» Document:

────────────────────

Text Transformers

Clean, normalize, and transform text data.

Usage


# Preview output will be shown here

Installation

datacompose add text

API Reference

Extract Functions

text.extract_hex

Extract first hex value from mixed content. Looks for hex with prefix (0x, #) or MAC-address format (XX:XX:XX).

Parameters

Property Type Description
col required
Column
Column containing mixed content

text.extract_base64

Extract base64 from mixed content. Looks for base64 strings with = padding or that follow "base64," prefix.

Parameters

Property Type Description
col required
Column
Column containing mixed content

Validation Functions

text.is_valid_hex

Check if string is valid hexadecimal.

Parameters

Property Type Description
col required
Column
Column containing string to validate

text.is_valid_base64

Check if string is valid base64.

Parameters

Property Type Description
col required
Column
Column containing string to validate

text.is_valid_url_encoded

Check if string is valid URL encoded (no malformed percent sequences).

Parameters

Property Type Description
col required
Column
Column containing string to validate

text.has_control_characters

Check if string contains control characters (excluding tab/newline/CR).

────────────────────

» What the task requires: List every function named in the Text Transformers reference above.

» Dataset excerpt:
────────────────────

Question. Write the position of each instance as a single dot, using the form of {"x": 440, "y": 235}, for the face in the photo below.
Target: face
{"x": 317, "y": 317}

────────────────────

» The solution:
- text.extract_hex
- text.extract_base64
- text.is_valid_hex
- text.is_valid_base64
- text.is_valid_url_encoded
- text.has_control_characters